- [Stored entries]:
****************
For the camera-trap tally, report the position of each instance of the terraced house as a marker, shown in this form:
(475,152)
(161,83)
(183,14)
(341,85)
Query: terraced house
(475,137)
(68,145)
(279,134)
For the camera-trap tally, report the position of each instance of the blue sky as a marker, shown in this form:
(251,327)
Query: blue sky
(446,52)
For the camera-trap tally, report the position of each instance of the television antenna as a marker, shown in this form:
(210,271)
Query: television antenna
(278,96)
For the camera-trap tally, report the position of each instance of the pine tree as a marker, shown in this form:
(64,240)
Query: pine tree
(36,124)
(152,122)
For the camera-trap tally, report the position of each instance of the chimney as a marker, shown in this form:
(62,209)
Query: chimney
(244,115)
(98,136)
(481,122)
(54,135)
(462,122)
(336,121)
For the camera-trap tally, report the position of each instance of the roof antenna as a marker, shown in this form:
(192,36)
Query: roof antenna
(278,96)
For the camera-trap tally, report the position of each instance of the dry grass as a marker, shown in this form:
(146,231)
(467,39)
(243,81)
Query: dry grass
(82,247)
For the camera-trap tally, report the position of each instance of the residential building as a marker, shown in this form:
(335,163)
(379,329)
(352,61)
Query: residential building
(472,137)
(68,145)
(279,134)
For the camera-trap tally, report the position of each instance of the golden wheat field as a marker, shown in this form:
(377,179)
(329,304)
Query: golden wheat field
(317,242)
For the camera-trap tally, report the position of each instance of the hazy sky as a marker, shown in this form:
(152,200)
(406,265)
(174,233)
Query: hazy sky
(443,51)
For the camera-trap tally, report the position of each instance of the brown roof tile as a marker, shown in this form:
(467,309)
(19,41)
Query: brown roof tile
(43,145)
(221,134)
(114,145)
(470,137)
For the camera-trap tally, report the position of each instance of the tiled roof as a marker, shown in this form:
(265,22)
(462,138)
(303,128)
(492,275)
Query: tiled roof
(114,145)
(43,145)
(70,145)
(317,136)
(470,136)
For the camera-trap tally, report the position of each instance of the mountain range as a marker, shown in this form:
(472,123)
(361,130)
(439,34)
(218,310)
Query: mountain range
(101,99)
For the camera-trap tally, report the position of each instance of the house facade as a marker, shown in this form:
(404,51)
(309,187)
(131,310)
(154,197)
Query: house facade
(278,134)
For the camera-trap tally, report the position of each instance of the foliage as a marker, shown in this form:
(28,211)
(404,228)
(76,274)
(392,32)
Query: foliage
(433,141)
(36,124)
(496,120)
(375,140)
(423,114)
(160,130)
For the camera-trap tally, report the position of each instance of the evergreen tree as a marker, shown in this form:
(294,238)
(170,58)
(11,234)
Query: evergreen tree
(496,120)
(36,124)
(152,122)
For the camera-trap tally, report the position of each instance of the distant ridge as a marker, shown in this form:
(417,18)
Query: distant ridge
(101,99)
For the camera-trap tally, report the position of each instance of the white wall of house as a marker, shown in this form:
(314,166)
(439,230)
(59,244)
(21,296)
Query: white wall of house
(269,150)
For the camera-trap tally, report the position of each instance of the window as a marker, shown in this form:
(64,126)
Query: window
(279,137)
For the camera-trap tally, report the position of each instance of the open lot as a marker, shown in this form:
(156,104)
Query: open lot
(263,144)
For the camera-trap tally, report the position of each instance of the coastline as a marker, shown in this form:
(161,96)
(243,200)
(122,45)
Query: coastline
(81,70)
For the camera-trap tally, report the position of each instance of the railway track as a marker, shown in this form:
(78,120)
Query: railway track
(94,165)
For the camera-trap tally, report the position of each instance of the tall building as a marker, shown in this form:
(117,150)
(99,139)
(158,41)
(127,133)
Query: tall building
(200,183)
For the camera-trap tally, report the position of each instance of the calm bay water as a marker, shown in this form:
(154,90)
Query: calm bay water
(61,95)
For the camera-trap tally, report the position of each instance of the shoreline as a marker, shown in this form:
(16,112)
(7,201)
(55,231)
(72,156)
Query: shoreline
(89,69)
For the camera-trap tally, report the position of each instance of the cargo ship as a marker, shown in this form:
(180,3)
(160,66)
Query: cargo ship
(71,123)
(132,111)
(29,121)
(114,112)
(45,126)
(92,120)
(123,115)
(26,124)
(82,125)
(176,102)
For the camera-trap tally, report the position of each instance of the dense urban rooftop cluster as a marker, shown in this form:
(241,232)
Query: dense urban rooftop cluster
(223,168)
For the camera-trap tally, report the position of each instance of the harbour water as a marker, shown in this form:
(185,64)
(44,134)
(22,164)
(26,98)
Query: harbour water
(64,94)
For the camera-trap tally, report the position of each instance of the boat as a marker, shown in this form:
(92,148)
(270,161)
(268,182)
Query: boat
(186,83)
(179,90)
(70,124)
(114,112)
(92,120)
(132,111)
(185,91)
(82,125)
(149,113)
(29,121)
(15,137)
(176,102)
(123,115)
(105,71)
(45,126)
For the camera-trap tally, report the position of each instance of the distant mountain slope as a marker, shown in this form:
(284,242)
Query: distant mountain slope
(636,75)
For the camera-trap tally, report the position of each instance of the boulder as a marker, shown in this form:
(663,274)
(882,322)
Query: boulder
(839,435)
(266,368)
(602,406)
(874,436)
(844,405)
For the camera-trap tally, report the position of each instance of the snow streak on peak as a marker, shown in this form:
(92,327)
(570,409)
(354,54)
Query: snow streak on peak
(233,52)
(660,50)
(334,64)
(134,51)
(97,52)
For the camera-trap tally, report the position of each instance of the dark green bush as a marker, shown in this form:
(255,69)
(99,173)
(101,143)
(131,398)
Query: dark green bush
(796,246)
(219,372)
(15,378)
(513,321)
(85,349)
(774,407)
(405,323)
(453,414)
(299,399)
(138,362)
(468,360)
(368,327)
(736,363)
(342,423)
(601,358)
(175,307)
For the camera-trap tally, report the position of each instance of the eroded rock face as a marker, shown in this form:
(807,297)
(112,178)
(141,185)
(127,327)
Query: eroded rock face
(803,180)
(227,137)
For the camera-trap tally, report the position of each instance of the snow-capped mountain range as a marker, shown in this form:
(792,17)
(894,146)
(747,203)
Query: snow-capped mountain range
****************
- [WORK TO COMPLETE]:
Please go through the data above and copy every line that has the word "capped".

- [TASK RESPONSE]:
For the camera-trap tally, report the position of each instance of the snow-capped mountain range as a marker, shown in this form:
Query: snow-capped mountain range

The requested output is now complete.